> PROMPT 1: Report every line of the records that contains the word "dark", matching its case exactly.

########

Keywords

These keywords were added by machine and not by the authors. This process is experimental and the keywords may be updated as the learning algorithm improves.

1 Introduction

To our knowledge, most of the RoboCup teams of the Middle Size League (MSL) have limited vision systems regarding the detection of the ball when in it is in flight. Most teams use an omni directional camera on top of the robots that only detects correctly ball position when on the ground since they use projective geometry and a single camera.

Given that most of the robots shoot the ball through the air, the possibility to detect the ball when in flight is very relevant. Obvious solutions using more than a single camera (either using two additional cameras to provide stereo vision, or combining the information from the omni directional camera with additional cameras) can be considered as in [13]. However they present some limitations: first these additional cameras may point outside the field and cannot use background or color information to simplify ball segmentation (since a flying ball might be in the air with any possible backgrounds - tribunes, chairs, spectators, etc.) or might have limited field of view (most omni directional camera point downwards, meaning a maximum height of around 60 cm).

In a previous work [4], we developed algorithms based on color and shape detection using a single perspective camera. In this work, the above mentioned problems were detected. The work presented in this paper uses a different vision approach based on a depth sensor instead of an intensity sensor. This work presents several similarities with the work of Khandelwal et al. [5] that uses a Kinect sensors as a low cost ground truth detection system. As 3D sensor, a Kinect was chosen given its low price (making it possible to use in an aggressive environment such as RoboCup), its ability to directly provide 3D depth information and its refresh rate of 30 fps similar to the RGB camera used in the onmi direction vision system of the robots [6].

2 3D Data

Kinect is a motion sensing input device developed by Microsoft and launched on November 2010. The sensor includes an RGB camera, an infrared laser projector, a monochrome CMOS sensor, and other components less relevant for our application. The field of view is 57 degrees horizontally, and around 43 degrees vertically. Acquisition of the 3D data from the Kinect is done using a C++ wrapper for libfreenect that transforms depth images into an OpenCV matrix. For an initial stage of the application, ROS was used to access directly the 3D cloud of points. However, the time needed for processing and transmitting the 3D data was large and it was verified that direct access to the 2D depth data was faster. Besides, the CAMBADA team code structure is not ROS based, which would ultimately become an issue. The transformation from raw data to metric is done using a formula found in an online manual [7].

In its original configuration, Kinect normal working range is from 0.8 m to 4 m. However, the sensor provides distance measurements for longer distances while suffering from additional errors and loss of precision which causes a discretization effect to appears with distance increase. Figure 1 presents views of a typical 3D cloud of points with texture as provided by a Kinect. Two of the main limitations of the Kinect for this kind of application are clearly visible in this figure. For larger distances a discretization of space occurs turning the cloud of points into several parallel planes. Also, given the speed of the ball a trail of points appears around the flying objects as shadow points that do not exist and results from averaging between points in the object and in the rear wall. This effect is more significant for higher speeds of the objects and is well known in 3D data when jump edges occur resulting in a mixed distance between the foreground and the background object.

########

> PROMPT 2: In the RoboCup ball-detection text, what is the Kinect's normal working range in its original configuration?

########

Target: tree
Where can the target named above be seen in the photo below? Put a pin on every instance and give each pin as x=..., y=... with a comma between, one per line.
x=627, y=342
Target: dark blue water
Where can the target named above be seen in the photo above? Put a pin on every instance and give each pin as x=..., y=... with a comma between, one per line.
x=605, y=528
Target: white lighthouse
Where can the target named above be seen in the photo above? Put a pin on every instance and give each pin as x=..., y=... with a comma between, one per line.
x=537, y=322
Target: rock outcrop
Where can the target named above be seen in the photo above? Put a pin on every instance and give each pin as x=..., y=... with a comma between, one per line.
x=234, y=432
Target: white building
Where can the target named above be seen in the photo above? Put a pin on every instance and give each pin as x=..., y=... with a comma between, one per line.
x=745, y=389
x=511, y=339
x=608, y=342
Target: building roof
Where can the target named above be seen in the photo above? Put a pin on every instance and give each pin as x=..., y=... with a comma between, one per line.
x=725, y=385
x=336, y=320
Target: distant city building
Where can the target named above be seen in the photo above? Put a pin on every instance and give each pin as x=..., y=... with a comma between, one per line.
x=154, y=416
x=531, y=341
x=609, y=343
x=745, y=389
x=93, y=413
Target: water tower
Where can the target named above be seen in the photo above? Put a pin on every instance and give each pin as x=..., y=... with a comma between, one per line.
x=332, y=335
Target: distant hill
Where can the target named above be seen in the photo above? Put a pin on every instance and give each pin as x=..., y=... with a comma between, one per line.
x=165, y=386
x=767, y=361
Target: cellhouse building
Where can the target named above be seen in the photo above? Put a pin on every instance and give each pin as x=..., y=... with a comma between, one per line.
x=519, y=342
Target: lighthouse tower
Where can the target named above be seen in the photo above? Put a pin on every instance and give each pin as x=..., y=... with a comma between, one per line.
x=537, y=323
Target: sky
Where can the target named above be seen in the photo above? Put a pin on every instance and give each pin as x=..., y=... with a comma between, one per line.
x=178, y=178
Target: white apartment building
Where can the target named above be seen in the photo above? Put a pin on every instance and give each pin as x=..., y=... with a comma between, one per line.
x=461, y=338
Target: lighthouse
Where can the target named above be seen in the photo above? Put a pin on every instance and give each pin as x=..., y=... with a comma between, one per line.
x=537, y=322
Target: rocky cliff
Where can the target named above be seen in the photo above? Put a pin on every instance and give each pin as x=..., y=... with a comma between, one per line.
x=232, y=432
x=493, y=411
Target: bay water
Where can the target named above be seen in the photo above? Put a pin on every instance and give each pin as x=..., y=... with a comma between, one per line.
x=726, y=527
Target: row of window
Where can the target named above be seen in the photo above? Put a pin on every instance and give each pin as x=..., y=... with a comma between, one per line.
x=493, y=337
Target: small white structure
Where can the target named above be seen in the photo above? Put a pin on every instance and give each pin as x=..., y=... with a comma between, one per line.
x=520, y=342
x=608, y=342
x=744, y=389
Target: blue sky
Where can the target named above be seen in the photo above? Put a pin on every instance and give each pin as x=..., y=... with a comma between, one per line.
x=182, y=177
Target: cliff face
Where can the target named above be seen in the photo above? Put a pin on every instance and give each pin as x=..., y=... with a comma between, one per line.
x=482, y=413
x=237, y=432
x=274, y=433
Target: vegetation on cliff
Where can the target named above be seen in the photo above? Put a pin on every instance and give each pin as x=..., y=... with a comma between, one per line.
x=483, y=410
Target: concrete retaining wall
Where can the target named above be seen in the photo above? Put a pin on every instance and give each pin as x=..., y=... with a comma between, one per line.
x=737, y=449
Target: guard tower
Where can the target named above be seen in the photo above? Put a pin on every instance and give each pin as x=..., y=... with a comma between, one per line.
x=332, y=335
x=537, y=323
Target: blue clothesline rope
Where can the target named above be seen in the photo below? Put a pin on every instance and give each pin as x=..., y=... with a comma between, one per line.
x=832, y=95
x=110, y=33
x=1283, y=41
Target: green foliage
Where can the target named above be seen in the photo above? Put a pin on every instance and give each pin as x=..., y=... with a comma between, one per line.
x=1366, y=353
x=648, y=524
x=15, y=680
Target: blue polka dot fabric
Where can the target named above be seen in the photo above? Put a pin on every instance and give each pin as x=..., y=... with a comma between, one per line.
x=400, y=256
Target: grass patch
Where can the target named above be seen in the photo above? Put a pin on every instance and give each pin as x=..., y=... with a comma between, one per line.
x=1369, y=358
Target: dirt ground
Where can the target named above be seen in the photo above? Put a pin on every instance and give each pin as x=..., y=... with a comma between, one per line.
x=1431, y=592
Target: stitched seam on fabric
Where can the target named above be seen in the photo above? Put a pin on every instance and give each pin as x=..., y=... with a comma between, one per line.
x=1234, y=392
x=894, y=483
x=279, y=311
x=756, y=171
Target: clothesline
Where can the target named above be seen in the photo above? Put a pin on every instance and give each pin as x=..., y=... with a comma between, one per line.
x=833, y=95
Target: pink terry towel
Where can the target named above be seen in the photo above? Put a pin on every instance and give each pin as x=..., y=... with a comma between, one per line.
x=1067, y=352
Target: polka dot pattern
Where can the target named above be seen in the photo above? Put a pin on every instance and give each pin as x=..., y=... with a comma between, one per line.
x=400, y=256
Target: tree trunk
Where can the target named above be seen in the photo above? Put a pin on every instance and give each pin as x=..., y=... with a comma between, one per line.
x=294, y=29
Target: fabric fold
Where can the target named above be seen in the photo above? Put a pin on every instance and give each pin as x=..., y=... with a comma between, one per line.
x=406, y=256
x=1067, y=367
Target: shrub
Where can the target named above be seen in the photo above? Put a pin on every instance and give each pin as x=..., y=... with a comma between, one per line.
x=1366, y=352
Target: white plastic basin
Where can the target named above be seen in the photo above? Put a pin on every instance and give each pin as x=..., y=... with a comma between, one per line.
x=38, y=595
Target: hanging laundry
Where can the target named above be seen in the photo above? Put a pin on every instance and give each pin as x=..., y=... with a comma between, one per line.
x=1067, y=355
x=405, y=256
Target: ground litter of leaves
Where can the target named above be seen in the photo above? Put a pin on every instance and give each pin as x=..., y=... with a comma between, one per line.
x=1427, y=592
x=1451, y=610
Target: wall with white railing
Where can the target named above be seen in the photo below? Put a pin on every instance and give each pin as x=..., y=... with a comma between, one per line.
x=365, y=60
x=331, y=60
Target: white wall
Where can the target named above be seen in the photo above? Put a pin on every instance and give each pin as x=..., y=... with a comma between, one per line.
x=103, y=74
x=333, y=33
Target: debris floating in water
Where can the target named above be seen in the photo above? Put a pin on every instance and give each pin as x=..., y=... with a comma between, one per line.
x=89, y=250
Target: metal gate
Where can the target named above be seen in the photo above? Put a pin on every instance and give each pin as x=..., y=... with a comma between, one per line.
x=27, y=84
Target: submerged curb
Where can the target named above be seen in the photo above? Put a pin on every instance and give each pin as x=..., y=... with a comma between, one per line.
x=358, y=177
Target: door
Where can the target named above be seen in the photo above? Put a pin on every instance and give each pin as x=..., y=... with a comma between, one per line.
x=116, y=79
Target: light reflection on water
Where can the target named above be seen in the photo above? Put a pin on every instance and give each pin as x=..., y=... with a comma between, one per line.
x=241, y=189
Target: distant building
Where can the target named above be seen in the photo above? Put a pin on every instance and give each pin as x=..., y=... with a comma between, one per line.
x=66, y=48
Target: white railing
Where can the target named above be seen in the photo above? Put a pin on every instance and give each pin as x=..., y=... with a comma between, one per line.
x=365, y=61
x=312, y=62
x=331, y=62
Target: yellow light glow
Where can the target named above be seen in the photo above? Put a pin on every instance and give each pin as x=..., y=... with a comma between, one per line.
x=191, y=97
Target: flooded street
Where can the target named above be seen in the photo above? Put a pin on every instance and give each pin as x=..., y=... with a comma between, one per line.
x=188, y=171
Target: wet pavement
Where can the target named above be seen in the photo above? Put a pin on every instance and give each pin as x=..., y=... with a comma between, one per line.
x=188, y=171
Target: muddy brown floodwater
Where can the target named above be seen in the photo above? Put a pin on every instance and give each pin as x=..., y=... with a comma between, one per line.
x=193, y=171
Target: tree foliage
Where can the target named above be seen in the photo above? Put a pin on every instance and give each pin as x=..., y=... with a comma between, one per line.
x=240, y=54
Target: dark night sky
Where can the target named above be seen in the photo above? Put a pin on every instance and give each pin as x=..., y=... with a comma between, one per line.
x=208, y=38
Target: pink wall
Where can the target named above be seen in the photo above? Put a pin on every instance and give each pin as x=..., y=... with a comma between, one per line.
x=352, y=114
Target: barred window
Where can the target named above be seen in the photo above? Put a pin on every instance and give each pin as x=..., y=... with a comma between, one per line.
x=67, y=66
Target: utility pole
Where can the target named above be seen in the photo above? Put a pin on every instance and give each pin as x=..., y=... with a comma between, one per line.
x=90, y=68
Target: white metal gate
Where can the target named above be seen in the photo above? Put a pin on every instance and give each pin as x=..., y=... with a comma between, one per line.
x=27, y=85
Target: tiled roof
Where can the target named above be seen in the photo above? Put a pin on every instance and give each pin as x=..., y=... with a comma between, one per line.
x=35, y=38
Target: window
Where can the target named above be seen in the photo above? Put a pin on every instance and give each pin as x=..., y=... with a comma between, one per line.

########

> FULL ANSWER 1:
Target: dark blue water
Target: dark night sky

> FULL ANSWER 2: From 0.8 m to 4 m.